_Given exercise_: Render the lines below as a two-column CSV headed text and answer, with one row pairing each line with its answer. Wrap every field in double quotes, turn any line breaks into spaces, and leave the pictures out.

[Start Source material]

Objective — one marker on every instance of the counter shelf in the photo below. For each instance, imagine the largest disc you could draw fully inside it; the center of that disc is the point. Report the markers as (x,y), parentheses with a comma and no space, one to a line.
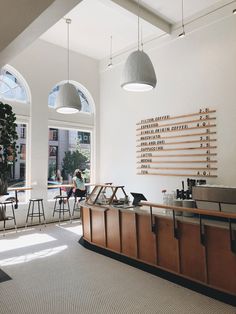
(200,250)
(106,194)
(201,213)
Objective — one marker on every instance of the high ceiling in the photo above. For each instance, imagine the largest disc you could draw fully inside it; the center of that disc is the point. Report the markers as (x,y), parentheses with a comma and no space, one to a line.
(94,21)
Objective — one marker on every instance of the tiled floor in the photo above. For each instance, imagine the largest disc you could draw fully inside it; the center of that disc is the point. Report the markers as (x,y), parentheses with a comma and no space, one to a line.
(52,273)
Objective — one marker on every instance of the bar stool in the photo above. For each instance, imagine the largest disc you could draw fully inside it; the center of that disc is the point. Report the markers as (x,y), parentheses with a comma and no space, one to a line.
(39,211)
(77,200)
(62,201)
(3,213)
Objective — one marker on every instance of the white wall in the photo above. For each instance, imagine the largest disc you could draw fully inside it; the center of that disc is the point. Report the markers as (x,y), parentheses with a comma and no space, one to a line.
(43,65)
(195,72)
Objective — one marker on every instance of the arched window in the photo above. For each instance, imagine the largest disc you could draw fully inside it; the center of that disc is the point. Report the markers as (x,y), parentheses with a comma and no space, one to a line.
(85,104)
(12,87)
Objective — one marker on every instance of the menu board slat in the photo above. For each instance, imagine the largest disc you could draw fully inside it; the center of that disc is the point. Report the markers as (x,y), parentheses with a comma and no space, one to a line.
(153,142)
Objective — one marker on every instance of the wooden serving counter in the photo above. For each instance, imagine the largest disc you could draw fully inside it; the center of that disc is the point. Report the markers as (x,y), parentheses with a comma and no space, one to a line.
(200,250)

[End Source material]

_In response_:
text,answer
"Objective — one marker on every instance of the counter shelf in the photo below. For each instance, imagine the largest disc you could draw fully inside it; the center of that disc is the point. Report the markers as (x,y), parentheses with a comma and no space, one to a line.","(200,250) (106,194) (201,213)"
"Objective — one marker on every instance of the high ceiling in the photo above. For each instance, imagine the largest disc you could draw fully inside it; the center of that disc is the point. Report the markers as (x,y), parentheses with a comma and no space, one to a line.","(94,21)"
"Objective — one marker on every instance of the tiled floor in the photo above. For each instance, imagine the largest disc you could draw fully inside it; the center of that disc is the point. Report the markers as (x,y), parentheses with a comma and no space, one to a line.","(52,273)"
"Objective — one marker on every instance of the bar stool in the photo above. For each instance, imagine the largest disc you could draw fully inside it; the center of that disc is the point. Report the markers as (x,y), parentheses with a comma and no space, one to a line.","(39,211) (77,200) (62,201) (3,213)"
"Objective — one marker on every instance of the white wall in the photo above. For each instance, imagine the largest disc you could draw fully inside it; the center of that disc is the point. Report the markers as (x,y), parentheses with a comma and no space, one to a line.","(43,65) (195,72)"
"Objective — one marker on every instance of the arched window in the photo above. For each instance, imagine the largest disc you could draw fully inside it; the center of that disc is the point. Report the markers as (x,y), parentheses with a comma and no space, one to a line.","(85,104) (12,87)"
"Objective — one marker on every instance of the menu board slat in the photo above. For each instance, imagine the largest disc you could draw fully inside it; the center of that disc is the point. Report the markers as (x,y), parentheses with a comma and no space, one to a line.","(153,142)"
"Objective — one marker on every instance of the wooden serving counter in the photo above. For each instance, imagine the largest disc you could draw fully inside it; the center of that disc is the point. Report the markers as (x,y), parentheses with a comma and no space, one to a line.","(200,250)"